Collection entries:
* * * * * * * * *
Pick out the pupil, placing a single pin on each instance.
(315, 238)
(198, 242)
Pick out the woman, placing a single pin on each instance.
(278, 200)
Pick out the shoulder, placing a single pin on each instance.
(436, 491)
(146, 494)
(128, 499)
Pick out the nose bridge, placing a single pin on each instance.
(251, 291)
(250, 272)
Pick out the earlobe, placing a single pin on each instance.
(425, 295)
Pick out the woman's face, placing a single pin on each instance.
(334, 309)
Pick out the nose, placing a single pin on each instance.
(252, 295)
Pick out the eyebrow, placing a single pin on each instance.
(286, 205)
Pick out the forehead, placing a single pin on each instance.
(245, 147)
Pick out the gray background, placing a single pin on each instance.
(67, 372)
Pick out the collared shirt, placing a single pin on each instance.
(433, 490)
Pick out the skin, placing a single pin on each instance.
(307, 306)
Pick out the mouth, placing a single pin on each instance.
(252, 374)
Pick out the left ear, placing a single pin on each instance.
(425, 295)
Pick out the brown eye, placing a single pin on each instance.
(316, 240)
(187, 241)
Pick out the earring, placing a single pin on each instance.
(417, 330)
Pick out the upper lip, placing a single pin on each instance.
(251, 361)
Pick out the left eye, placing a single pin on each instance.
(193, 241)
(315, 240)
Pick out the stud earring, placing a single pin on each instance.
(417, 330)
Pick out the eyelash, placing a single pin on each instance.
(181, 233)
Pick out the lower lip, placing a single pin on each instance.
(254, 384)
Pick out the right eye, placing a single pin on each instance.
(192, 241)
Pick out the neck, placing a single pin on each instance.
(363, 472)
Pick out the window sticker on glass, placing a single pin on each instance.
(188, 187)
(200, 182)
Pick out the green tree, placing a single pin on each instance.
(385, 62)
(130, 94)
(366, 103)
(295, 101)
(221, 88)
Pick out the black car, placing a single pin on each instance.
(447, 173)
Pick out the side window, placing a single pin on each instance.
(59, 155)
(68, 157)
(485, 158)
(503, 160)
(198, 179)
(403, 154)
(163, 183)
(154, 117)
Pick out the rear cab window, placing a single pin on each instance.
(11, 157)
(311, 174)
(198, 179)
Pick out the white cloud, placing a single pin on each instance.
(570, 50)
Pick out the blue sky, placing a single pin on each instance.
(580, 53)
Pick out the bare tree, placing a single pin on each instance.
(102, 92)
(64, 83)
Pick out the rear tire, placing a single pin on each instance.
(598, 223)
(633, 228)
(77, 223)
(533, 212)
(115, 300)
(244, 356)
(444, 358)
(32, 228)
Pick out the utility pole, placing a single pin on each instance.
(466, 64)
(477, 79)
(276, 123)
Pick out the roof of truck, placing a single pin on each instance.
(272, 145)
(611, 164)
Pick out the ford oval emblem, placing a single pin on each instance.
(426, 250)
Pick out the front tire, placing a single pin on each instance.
* * * * * * * * *
ACTION ITEM: Retype exactly the line with "Pick out the utility" and each line after it until the records end, and include no other line.

EXPECTED ANSWER:
Pick out the utility pole, placing a single pin on each instance.
(466, 64)
(477, 79)
(276, 123)
Pick out the roof of truck, placing a single pin on each instance.
(272, 145)
(611, 164)
Pick out the ford oval emblem, placing a single pin on each instance.
(426, 250)
Pick out the front tire, placing a single pin on each instance.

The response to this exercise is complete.